──────── ИЗВЛЕЧЁННЫЙ ТЕКСТ ────────

Как известно от самого автора, уже задуманный им в 1937 году «большой роман о русской революции» должен был открываться описанием начальных событий Первой мировой войны – самсоновской катастрофы. Мысль о том, что роковые злосчастья России коренятся именно в ненужной войне, оборвавшей течение сложной и конфликтной, но органичной жизни, стала для писателя заветной. Вполне отчетливо она обозначена в рассказе «Матрёнин двор»:
– …Война германская началась. Взяли Фаддея на войну.
Она уронила это – и вспыхнул передо мной голубой, белый и жёлтый июль четырнадцатого года: ещё мирное небо, плывущие облака и народ, кипящий со спелым жнивом. Я представил их рядом: смоляного богатыря с косой через спину; её, румяную, обнявшую сноп. И песню, песню под небом, какие уже давно отстала деревня петь, да и не споёшь при механизмах.
Рассказчик видит других Матрёну и Фаддея, не просто молодых и здоровых, но для другой – счастливой – жизни предназначенных. Эту жизнь у них отняла война. Рассказчик видит другую – истинную – Россию, совсем непохожую на искореженную лагерно-колхозную страну, где одинокая праведница становится объектом снисходительного презрения, а былой чудо-богатырь обращается в озлобленного и корыстного мстителя, многие годы спустя воздающего за единственный Матрёнин грех. Заметим, что обусловлен тот грех «германской войной» – Матрёна не дождалась попавшего в плен Фаддея, о судьбе которого никто из близких ничего не знал. Конечно, и старая Россия ввязывалась в войны (зачастую вовсе ненужные);[8] и там рушились судьбы, черствели души, а праведник далеко не всегда был почтен любовью ближних. Рая на земле не было никогда. Но и того ада, в котором прошла почти вся жизнь незлобивой Матрёны и утратившего свои лучшие начала Фаддея (а они были – иначе не вспоминала бы Матрёна с такой нежностью о своей пропавшей любви), того ада, что за долгие советские годы стал единственной нормой бытия, в России прежде не было. Покуда не сорвалась она в бессмысленную войну. Потому так важна в «Матрёнином дворе» несколькими строками запечатленная картина привольной и обильной жизни, утраченной гармонии природы и человека.

────────

**ПОСТАНОВКА ЗАДАЧИ A**: Скопируйте дословно фрагмент текста о рассказе «Матрёнин двор», начиная со слов «Она уронила это» и далее вплоть до слов «споёшь при механизмах.» включительно.

──────── ВХОДНЫЕ ЗАПИСИ ────────

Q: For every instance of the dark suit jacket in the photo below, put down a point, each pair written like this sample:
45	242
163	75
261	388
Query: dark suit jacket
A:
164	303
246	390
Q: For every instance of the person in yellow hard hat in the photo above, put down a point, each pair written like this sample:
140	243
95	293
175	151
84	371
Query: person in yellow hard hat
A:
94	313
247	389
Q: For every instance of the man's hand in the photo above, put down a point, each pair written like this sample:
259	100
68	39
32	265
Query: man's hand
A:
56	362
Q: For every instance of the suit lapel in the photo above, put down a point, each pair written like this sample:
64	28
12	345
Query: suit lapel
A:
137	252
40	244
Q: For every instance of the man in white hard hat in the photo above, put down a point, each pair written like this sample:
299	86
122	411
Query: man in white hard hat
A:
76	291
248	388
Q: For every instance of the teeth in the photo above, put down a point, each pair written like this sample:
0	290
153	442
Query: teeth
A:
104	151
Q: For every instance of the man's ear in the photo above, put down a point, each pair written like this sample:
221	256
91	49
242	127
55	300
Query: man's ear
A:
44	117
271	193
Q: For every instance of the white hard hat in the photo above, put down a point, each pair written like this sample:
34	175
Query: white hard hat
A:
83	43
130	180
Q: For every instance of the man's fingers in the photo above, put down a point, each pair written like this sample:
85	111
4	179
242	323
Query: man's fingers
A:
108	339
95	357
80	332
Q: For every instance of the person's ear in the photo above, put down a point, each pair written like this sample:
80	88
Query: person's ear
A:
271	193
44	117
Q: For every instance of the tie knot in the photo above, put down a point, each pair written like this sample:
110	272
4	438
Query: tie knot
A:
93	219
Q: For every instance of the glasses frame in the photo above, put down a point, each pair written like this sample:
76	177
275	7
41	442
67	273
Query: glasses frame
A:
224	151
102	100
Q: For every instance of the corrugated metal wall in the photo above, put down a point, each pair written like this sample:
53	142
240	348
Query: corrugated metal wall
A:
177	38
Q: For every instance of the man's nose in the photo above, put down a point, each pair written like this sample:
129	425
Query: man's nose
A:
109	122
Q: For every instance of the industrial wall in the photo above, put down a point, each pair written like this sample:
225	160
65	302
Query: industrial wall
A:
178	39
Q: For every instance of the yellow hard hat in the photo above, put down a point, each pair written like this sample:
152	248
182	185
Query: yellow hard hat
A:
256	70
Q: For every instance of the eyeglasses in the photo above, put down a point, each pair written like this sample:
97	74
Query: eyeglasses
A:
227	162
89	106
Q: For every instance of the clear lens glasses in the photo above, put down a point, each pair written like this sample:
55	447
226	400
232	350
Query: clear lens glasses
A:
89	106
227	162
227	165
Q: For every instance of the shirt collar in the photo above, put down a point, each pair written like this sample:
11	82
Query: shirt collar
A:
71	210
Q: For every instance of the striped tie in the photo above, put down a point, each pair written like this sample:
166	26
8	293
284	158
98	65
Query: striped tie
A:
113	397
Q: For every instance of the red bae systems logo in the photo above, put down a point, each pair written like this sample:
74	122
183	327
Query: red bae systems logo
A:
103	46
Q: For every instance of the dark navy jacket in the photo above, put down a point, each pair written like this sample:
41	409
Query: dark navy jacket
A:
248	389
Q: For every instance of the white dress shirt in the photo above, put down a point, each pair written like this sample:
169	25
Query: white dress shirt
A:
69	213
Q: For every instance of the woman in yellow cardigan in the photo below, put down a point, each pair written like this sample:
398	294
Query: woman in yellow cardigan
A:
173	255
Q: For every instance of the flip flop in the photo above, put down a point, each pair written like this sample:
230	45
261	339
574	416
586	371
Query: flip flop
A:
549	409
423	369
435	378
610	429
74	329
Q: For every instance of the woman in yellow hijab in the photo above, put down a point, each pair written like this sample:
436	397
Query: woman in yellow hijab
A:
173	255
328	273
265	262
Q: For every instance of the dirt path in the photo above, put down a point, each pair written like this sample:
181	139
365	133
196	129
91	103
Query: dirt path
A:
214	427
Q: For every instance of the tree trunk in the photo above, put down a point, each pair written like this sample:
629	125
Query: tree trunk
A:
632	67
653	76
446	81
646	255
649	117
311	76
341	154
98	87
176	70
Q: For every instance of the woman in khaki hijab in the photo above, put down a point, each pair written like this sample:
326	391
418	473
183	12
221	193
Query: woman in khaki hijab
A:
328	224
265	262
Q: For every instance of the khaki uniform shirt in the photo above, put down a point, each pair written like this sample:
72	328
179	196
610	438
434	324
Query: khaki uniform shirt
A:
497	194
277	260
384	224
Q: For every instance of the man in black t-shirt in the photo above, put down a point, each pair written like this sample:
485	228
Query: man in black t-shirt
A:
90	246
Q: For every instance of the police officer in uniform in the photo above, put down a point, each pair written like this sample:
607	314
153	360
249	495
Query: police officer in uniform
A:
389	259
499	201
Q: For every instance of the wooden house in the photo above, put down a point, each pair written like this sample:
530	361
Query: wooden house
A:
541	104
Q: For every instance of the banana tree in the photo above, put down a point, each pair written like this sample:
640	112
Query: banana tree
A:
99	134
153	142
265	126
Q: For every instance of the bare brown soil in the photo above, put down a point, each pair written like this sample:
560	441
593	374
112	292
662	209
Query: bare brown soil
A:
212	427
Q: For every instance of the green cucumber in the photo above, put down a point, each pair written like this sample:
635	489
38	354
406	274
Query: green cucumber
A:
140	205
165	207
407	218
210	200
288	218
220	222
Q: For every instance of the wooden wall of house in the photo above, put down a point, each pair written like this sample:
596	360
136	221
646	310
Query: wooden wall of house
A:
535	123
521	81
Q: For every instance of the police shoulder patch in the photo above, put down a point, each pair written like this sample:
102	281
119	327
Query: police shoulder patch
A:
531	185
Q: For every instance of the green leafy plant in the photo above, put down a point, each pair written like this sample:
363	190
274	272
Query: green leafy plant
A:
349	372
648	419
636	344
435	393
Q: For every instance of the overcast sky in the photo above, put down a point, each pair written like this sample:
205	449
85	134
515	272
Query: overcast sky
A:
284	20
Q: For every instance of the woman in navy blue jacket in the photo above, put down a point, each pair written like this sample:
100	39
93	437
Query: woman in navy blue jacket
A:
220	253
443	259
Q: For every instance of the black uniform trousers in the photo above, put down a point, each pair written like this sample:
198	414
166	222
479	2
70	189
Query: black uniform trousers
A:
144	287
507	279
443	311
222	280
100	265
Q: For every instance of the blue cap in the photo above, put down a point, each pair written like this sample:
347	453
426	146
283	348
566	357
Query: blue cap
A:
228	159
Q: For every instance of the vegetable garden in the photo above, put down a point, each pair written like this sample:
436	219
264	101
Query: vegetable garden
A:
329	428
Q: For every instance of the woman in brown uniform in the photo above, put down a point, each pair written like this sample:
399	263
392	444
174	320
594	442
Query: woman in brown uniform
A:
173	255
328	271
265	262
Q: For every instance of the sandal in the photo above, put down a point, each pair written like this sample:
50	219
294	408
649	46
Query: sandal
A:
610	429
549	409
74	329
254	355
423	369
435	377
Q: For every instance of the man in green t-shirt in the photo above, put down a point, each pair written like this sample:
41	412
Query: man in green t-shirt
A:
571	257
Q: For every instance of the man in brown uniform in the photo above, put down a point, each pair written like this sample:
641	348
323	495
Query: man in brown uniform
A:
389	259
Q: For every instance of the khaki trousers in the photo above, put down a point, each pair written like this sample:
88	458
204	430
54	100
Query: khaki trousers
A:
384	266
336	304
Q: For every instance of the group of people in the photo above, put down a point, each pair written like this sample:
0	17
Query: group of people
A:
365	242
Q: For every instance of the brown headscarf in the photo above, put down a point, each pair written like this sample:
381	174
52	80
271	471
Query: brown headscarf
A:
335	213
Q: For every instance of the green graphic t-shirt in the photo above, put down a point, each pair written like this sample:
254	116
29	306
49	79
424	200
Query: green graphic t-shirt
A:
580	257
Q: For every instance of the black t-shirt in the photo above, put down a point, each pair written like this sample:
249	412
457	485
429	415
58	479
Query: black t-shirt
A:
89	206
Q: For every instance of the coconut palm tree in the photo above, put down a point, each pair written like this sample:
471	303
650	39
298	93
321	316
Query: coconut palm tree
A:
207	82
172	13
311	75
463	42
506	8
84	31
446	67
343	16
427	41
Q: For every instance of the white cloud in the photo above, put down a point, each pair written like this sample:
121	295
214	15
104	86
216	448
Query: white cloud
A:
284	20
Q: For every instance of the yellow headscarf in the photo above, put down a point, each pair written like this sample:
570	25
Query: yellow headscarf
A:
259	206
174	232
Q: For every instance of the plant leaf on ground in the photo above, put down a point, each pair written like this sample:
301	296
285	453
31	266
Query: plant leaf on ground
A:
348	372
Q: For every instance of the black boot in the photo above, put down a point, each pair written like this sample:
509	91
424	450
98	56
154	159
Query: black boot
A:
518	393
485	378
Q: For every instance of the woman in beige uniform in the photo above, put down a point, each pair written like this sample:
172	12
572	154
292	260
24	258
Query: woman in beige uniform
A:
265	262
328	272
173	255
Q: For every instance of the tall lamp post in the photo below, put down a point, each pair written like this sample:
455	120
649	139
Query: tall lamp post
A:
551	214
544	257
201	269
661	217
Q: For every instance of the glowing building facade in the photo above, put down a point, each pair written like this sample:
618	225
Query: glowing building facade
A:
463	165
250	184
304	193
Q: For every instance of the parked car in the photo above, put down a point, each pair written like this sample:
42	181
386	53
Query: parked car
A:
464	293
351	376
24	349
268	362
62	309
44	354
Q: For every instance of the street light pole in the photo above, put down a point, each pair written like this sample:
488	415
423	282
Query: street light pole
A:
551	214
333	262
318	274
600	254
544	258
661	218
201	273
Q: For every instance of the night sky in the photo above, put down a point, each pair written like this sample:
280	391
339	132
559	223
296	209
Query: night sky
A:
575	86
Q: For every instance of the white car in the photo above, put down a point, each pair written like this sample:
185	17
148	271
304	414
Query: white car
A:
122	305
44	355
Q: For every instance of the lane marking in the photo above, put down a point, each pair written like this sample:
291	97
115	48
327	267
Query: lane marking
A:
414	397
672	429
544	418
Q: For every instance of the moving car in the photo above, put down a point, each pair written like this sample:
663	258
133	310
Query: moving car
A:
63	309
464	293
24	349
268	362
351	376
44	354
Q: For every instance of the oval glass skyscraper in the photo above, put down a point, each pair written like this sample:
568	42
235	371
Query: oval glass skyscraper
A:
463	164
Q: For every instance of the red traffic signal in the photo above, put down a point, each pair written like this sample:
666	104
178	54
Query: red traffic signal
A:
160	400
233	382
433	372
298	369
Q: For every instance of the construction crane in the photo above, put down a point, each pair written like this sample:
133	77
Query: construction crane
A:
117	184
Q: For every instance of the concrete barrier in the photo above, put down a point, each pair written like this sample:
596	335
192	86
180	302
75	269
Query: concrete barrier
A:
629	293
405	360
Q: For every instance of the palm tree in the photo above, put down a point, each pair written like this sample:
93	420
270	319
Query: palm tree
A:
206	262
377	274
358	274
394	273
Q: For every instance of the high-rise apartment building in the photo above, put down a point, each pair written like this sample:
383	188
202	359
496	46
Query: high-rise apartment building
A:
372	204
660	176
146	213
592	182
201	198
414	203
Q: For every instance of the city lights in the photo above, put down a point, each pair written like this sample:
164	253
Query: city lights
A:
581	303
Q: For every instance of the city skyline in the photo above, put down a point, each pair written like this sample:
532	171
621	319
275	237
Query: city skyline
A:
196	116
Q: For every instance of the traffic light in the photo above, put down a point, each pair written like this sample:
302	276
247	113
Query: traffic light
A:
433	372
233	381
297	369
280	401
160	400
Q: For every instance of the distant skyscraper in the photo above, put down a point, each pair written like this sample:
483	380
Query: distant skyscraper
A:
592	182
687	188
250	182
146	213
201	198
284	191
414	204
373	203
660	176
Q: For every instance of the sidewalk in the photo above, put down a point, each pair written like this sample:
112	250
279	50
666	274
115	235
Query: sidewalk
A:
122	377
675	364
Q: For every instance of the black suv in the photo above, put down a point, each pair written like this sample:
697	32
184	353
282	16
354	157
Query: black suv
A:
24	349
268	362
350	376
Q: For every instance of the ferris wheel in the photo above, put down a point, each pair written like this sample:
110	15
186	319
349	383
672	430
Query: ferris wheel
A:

────────

**ПОСТАНОВКА ЗАДАЧИ B**: Повторите без изменений строки записей, начиная со строки, в которой есть «Q: For every instance of the ferris», и до самого конца записей, включая обе границы.

**РЕЗУЛЬТАТ ЗАДАНИЯ A**:
Она уронила это – и вспыхнул передо мной голубой, белый и жёлтый июль четырнадцатого года: ещё мирное небо, плывущие облака и народ, кипящий со спелым жнивом. Я представил их рядом: смоляного богатыря с косой через спину; её, румяную, обнявшую сноп. И песню, песню под небом, какие уже давно отстала деревня петь, да и не споёшь при механизмах.

**РЕЗУЛЬТАТ ЗАДАНИЯ B**:
Q: For every instance of the ferris wheel in the photo above, put down a point, each pair written like this sample:
110	15
186	319
349	383
672	430
Query: ferris wheel
A:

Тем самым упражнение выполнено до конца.